### WORK TO COMPLETE
Please copy the items word for word, from the line with "Annotate each instance of the distant tree" to the line with "x=683 y=290", with both of those lines included. Leave the pictures out of your answer.

### Extracted data items
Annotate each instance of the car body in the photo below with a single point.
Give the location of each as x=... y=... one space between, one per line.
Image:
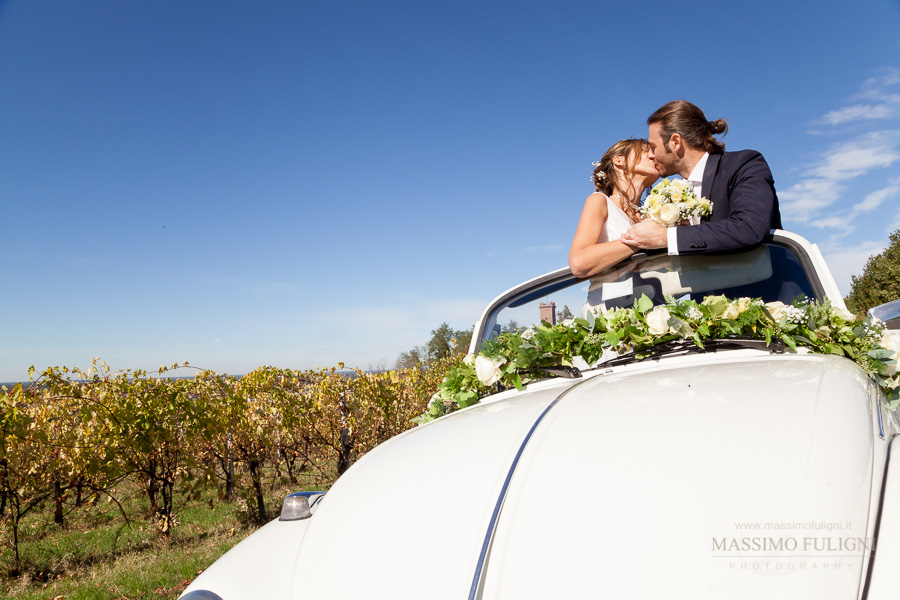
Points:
x=736 y=473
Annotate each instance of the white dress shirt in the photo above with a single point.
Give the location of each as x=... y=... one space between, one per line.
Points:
x=696 y=179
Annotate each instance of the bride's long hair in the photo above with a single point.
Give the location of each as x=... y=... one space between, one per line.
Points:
x=607 y=181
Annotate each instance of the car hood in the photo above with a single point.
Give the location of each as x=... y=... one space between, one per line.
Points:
x=720 y=478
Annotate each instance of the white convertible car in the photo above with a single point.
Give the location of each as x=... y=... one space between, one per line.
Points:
x=737 y=471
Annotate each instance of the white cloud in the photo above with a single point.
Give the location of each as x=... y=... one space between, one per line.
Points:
x=544 y=248
x=845 y=262
x=873 y=200
x=825 y=182
x=879 y=102
x=876 y=87
x=856 y=157
x=858 y=112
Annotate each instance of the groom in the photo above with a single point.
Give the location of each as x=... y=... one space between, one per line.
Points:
x=739 y=184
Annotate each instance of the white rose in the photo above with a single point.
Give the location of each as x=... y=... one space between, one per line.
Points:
x=777 y=309
x=844 y=314
x=890 y=340
x=669 y=215
x=658 y=320
x=488 y=369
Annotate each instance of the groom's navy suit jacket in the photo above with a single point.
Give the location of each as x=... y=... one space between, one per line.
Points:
x=745 y=207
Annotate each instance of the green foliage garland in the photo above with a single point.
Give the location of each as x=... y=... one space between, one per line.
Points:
x=512 y=359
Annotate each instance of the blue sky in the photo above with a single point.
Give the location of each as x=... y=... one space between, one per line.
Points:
x=239 y=184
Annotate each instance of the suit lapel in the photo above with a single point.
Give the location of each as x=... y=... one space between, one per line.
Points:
x=709 y=176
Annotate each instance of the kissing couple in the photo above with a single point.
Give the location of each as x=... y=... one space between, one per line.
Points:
x=680 y=142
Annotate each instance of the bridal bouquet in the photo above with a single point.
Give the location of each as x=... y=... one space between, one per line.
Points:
x=671 y=201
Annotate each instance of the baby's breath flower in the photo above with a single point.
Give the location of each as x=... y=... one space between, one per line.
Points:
x=795 y=314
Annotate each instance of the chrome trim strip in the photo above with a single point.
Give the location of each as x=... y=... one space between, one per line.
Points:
x=876 y=530
x=495 y=516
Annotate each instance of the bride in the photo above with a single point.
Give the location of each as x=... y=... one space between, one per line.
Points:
x=620 y=178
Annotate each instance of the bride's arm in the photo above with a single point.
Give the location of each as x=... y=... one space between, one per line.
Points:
x=587 y=256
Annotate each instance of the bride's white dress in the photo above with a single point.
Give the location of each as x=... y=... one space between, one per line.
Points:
x=617 y=223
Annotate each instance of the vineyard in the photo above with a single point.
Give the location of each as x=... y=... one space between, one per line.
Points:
x=150 y=447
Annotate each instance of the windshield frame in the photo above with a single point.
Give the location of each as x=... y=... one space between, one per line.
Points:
x=811 y=260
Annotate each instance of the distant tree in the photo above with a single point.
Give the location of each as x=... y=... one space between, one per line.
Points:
x=411 y=358
x=880 y=279
x=463 y=339
x=442 y=342
x=445 y=341
x=564 y=314
x=512 y=327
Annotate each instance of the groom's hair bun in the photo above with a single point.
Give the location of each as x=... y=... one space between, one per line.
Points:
x=688 y=121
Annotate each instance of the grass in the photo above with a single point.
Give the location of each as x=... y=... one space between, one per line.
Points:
x=97 y=555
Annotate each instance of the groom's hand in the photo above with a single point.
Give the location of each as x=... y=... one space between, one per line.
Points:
x=645 y=234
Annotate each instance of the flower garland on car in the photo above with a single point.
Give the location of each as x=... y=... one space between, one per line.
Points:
x=510 y=360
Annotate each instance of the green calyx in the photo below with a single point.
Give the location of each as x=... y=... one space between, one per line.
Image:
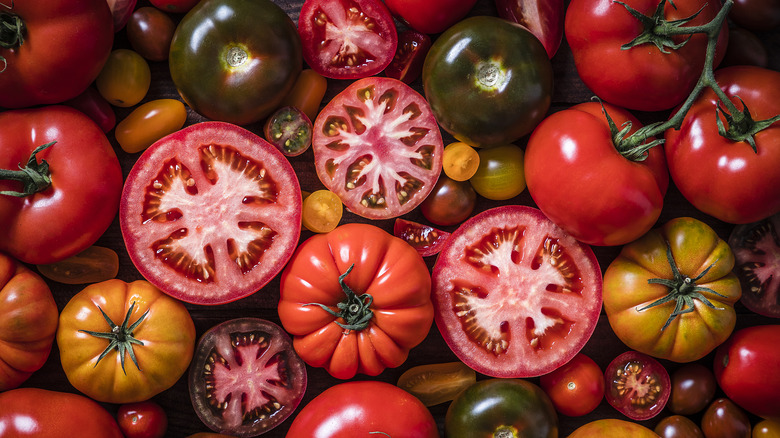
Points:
x=120 y=337
x=355 y=310
x=683 y=290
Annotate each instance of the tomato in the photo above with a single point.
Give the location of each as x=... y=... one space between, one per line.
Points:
x=514 y=295
x=671 y=293
x=581 y=180
x=576 y=388
x=427 y=240
x=693 y=388
x=356 y=300
x=234 y=60
x=125 y=78
x=501 y=407
x=40 y=413
x=637 y=385
x=643 y=77
x=728 y=179
x=245 y=378
x=211 y=213
x=409 y=56
x=83 y=192
x=378 y=147
x=28 y=322
x=347 y=39
x=150 y=32
x=501 y=174
x=745 y=367
x=144 y=419
x=724 y=419
x=489 y=81
x=93 y=265
x=363 y=408
x=544 y=18
x=437 y=383
x=450 y=202
x=124 y=342
x=55 y=53
x=431 y=16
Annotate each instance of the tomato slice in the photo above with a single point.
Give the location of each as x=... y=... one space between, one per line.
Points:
x=378 y=147
x=514 y=295
x=346 y=39
x=211 y=213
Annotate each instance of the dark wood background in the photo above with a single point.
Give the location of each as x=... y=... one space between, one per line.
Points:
x=602 y=347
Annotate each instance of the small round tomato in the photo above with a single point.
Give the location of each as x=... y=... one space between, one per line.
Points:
x=500 y=175
x=501 y=407
x=637 y=385
x=575 y=388
x=144 y=419
x=437 y=383
x=245 y=378
x=125 y=78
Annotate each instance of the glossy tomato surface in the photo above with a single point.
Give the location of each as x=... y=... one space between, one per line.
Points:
x=514 y=295
x=211 y=213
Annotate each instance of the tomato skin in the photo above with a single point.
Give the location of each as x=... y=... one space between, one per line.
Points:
x=360 y=408
x=54 y=414
x=28 y=322
x=80 y=176
x=745 y=368
x=385 y=267
x=641 y=78
x=167 y=333
x=748 y=188
x=235 y=61
x=66 y=44
x=689 y=336
x=579 y=180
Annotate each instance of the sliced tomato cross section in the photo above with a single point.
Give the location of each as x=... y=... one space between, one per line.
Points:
x=211 y=213
x=515 y=295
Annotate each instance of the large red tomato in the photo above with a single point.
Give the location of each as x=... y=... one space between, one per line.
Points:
x=356 y=300
x=364 y=408
x=73 y=185
x=642 y=77
x=51 y=51
x=514 y=295
x=581 y=180
x=211 y=213
x=725 y=177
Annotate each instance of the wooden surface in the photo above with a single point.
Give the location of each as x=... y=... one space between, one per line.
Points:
x=603 y=346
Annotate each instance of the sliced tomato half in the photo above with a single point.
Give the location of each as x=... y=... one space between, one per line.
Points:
x=514 y=294
x=211 y=213
x=378 y=147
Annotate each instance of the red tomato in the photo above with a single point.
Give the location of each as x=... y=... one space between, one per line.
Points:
x=364 y=408
x=52 y=414
x=83 y=194
x=347 y=39
x=58 y=50
x=356 y=300
x=144 y=419
x=642 y=77
x=514 y=295
x=378 y=147
x=723 y=178
x=211 y=213
x=575 y=388
x=746 y=369
x=580 y=180
x=430 y=16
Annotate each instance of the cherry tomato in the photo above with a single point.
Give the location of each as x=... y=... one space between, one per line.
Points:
x=149 y=123
x=125 y=78
x=575 y=388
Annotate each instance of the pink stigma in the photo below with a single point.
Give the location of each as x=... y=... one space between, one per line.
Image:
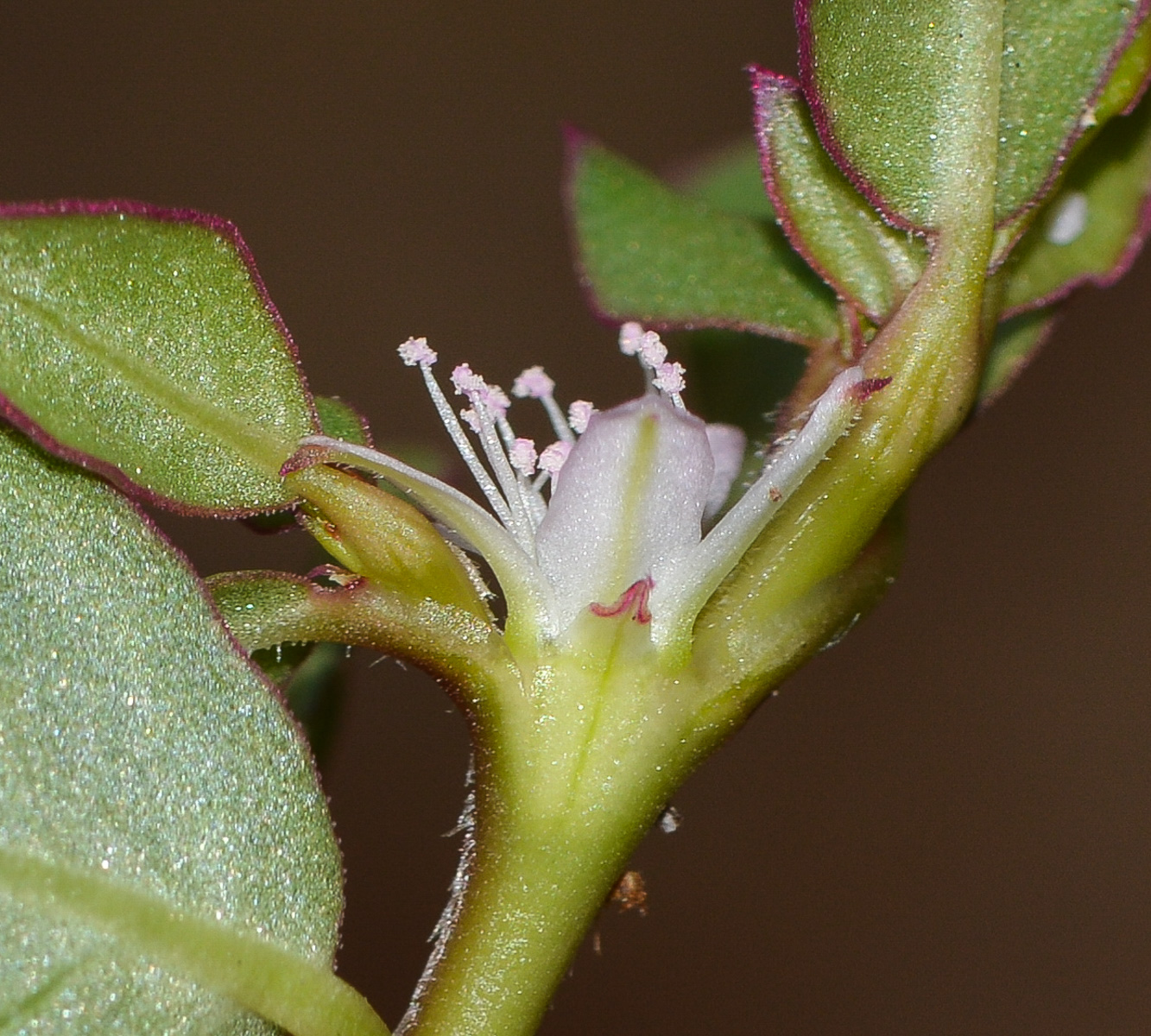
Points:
x=633 y=601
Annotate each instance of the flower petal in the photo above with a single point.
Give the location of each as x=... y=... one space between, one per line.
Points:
x=629 y=506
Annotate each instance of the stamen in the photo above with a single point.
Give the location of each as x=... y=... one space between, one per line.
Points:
x=652 y=351
x=669 y=378
x=579 y=414
x=629 y=335
x=522 y=456
x=490 y=404
x=414 y=351
x=553 y=458
x=534 y=383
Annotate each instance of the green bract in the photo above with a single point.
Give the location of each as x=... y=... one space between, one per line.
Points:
x=654 y=256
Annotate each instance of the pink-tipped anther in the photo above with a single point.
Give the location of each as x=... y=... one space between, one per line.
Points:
x=553 y=456
x=669 y=378
x=652 y=351
x=533 y=383
x=417 y=351
x=522 y=456
x=629 y=335
x=579 y=414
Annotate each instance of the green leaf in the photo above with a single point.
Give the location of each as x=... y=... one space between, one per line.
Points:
x=266 y=610
x=739 y=379
x=732 y=181
x=156 y=804
x=141 y=342
x=652 y=255
x=1091 y=228
x=1015 y=345
x=342 y=420
x=828 y=221
x=1056 y=59
x=887 y=81
x=904 y=95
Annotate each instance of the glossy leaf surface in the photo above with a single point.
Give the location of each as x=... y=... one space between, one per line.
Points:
x=828 y=221
x=141 y=760
x=141 y=344
x=897 y=85
x=652 y=255
x=732 y=181
x=1057 y=54
x=1094 y=224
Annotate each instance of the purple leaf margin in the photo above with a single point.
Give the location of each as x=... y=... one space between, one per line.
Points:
x=231 y=233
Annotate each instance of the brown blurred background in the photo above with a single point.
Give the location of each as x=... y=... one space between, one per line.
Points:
x=942 y=825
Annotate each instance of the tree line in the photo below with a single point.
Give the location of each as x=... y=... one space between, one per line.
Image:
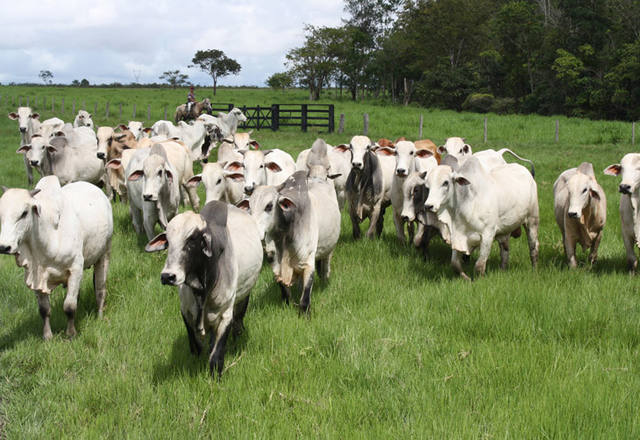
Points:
x=573 y=57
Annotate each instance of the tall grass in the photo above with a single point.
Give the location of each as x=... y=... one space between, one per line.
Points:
x=395 y=347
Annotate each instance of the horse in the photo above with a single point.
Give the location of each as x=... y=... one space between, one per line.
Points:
x=197 y=109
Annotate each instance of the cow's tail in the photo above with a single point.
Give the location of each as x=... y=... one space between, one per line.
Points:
x=506 y=150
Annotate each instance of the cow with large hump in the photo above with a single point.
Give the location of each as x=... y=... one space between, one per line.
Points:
x=366 y=187
x=629 y=169
x=28 y=124
x=478 y=206
x=580 y=208
x=55 y=233
x=214 y=258
x=71 y=157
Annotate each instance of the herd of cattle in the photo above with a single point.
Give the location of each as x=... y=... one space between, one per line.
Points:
x=263 y=203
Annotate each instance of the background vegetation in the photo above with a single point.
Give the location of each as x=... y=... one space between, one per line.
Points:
x=395 y=347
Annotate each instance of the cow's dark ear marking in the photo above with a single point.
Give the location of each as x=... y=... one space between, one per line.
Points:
x=137 y=174
x=195 y=180
x=157 y=243
x=243 y=204
x=613 y=170
x=207 y=248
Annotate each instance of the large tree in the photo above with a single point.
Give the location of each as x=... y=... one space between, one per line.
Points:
x=174 y=78
x=215 y=63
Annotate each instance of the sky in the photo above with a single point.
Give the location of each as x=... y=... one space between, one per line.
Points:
x=121 y=40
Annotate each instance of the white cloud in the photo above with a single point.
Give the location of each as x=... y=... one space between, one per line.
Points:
x=106 y=41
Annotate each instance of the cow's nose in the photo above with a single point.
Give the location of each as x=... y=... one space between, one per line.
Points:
x=167 y=279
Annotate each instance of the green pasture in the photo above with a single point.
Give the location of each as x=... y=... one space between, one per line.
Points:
x=396 y=347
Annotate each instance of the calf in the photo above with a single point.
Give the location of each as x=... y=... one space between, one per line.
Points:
x=580 y=208
x=214 y=258
x=55 y=233
x=478 y=206
x=365 y=188
x=629 y=168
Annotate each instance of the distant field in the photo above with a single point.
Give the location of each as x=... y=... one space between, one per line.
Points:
x=396 y=347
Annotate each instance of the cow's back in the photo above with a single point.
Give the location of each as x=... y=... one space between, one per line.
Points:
x=95 y=218
x=247 y=249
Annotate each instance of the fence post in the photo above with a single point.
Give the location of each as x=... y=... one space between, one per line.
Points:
x=485 y=129
x=275 y=117
x=332 y=118
x=303 y=117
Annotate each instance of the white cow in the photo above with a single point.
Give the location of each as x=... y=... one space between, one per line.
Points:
x=71 y=157
x=215 y=259
x=580 y=208
x=479 y=206
x=270 y=167
x=55 y=233
x=83 y=119
x=629 y=168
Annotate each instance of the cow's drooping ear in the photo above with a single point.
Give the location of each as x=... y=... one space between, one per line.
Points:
x=137 y=174
x=424 y=153
x=207 y=247
x=157 y=243
x=286 y=204
x=613 y=170
x=114 y=164
x=461 y=180
x=343 y=148
x=244 y=204
x=194 y=181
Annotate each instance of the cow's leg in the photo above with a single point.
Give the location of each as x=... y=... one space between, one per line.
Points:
x=307 y=285
x=100 y=270
x=593 y=253
x=29 y=169
x=485 y=249
x=504 y=252
x=532 y=239
x=219 y=343
x=238 y=316
x=45 y=312
x=194 y=200
x=194 y=343
x=397 y=221
x=456 y=263
x=136 y=218
x=71 y=300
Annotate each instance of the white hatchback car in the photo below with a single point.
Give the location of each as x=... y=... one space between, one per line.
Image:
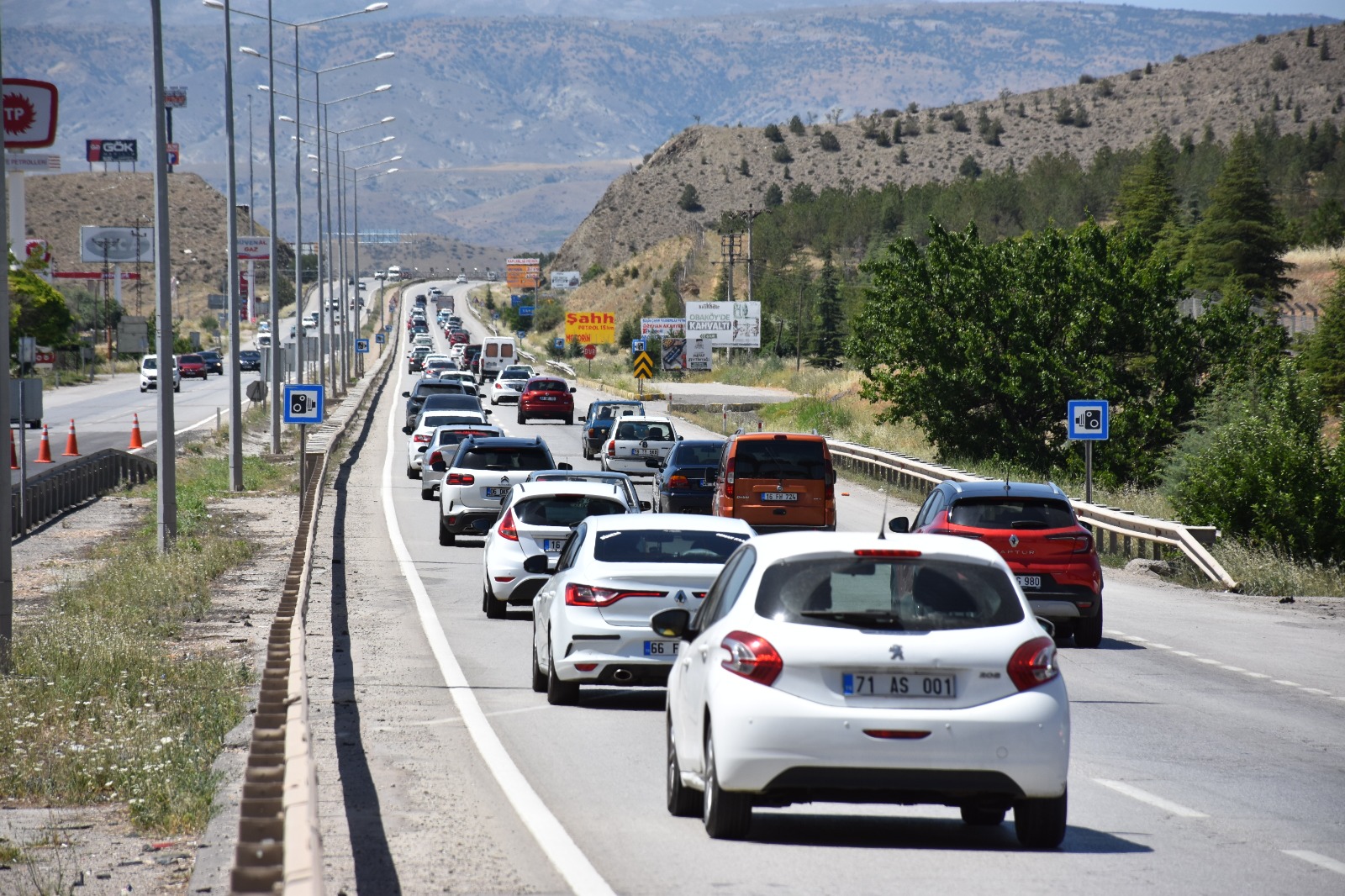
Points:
x=591 y=620
x=636 y=441
x=840 y=667
x=537 y=519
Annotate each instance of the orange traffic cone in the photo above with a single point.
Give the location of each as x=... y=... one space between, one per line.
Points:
x=71 y=445
x=45 y=448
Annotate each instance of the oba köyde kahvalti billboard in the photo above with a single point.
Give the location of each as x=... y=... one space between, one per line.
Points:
x=116 y=245
x=725 y=323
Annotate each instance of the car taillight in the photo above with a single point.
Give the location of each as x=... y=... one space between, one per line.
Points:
x=1033 y=663
x=578 y=595
x=752 y=656
x=508 y=528
x=1083 y=541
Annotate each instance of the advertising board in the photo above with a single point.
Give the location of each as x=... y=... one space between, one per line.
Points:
x=725 y=324
x=591 y=327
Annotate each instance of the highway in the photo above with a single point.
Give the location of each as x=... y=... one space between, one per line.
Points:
x=1207 y=737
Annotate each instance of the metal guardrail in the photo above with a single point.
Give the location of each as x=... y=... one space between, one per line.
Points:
x=1116 y=532
x=73 y=483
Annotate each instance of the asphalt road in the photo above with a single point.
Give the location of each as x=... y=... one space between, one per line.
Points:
x=1207 y=741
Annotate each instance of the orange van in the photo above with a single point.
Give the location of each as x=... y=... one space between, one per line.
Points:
x=777 y=481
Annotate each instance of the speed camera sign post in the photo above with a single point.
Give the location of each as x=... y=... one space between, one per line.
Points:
x=1089 y=421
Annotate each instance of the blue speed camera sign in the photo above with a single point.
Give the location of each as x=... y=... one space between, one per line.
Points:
x=1089 y=420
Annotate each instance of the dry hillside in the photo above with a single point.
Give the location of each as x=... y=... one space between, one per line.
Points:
x=1221 y=91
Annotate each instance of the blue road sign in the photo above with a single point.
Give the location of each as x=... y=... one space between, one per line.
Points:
x=303 y=403
x=1089 y=420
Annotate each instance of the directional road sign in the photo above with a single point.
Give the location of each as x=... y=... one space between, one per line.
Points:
x=1089 y=420
x=303 y=403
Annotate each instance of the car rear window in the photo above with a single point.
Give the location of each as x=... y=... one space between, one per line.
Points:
x=504 y=459
x=1012 y=513
x=565 y=510
x=894 y=593
x=666 y=546
x=779 y=459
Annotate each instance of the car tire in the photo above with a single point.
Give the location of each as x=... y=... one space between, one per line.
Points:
x=1040 y=824
x=726 y=815
x=981 y=815
x=558 y=693
x=1089 y=631
x=683 y=801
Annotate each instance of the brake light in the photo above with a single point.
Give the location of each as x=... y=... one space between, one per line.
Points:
x=752 y=656
x=578 y=595
x=1033 y=663
x=508 y=528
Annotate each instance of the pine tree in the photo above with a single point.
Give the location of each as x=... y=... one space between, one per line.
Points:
x=1147 y=198
x=1241 y=235
x=829 y=340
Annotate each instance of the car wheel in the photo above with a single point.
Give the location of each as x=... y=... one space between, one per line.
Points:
x=726 y=815
x=683 y=801
x=558 y=693
x=981 y=815
x=1089 y=631
x=1040 y=824
x=538 y=676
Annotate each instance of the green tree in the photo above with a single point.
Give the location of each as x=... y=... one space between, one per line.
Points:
x=982 y=345
x=1241 y=239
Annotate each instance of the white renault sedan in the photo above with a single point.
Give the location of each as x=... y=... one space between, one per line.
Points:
x=636 y=441
x=591 y=620
x=840 y=667
x=538 y=517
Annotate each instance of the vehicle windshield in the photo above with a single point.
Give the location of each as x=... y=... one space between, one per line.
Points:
x=666 y=546
x=565 y=510
x=892 y=593
x=1012 y=513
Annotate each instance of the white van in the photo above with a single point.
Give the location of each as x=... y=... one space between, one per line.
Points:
x=498 y=353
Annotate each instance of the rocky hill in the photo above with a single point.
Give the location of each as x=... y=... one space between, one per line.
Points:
x=1217 y=92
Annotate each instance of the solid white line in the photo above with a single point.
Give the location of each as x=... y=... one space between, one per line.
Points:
x=1317 y=858
x=1145 y=797
x=560 y=848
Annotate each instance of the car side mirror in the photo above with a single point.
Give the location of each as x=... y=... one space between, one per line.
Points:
x=538 y=564
x=672 y=623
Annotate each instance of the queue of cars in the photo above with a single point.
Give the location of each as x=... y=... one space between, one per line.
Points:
x=800 y=663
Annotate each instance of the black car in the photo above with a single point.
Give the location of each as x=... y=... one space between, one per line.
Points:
x=598 y=423
x=685 y=482
x=214 y=363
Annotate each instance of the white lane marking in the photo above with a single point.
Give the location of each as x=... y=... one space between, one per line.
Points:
x=1317 y=858
x=560 y=848
x=1145 y=797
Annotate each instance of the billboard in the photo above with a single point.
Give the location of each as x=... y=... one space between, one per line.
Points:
x=524 y=273
x=725 y=323
x=591 y=327
x=116 y=245
x=662 y=327
x=123 y=150
x=30 y=113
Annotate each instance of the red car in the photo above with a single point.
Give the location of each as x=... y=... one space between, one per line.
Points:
x=546 y=397
x=193 y=366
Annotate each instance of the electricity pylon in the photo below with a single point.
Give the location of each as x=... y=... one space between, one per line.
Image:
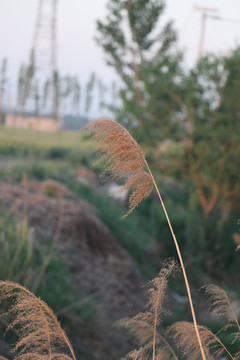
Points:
x=204 y=11
x=43 y=56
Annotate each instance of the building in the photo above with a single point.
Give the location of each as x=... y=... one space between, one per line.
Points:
x=41 y=123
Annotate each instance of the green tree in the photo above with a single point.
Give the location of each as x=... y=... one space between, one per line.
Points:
x=206 y=153
x=145 y=58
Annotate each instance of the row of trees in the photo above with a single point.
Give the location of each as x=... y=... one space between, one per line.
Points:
x=188 y=121
x=59 y=94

### FULL OUTPUT
Annotate each instance of the distant tree in the photo above with a single point.
Give the location of each as x=... y=... one space between, one per line.
Points:
x=411 y=358
x=880 y=279
x=463 y=339
x=442 y=342
x=445 y=341
x=564 y=314
x=512 y=327
Annotate each instance of the groom's hair bun in the photo above with a single point.
Give the location of each as x=... y=... one space between, one per line.
Points:
x=688 y=121
Annotate each instance of the grass in the photo above with a single point.
Give the location of each as x=... y=... one space between, one per line.
Points:
x=97 y=555
Annotate each instance of the groom's hand in the photo above with a single point.
Give the location of each as x=... y=... one space between, one per line.
Points:
x=645 y=234
Annotate each instance of the flower garland on car in the photo above with a single point.
Give the location of each as x=... y=... one space between, one per line.
Points:
x=510 y=360
Annotate each instance of the green calyx in the photo below with a single point.
Give the location of each as x=... y=... one space between, one per line.
Image:
Points:
x=120 y=337
x=355 y=310
x=683 y=290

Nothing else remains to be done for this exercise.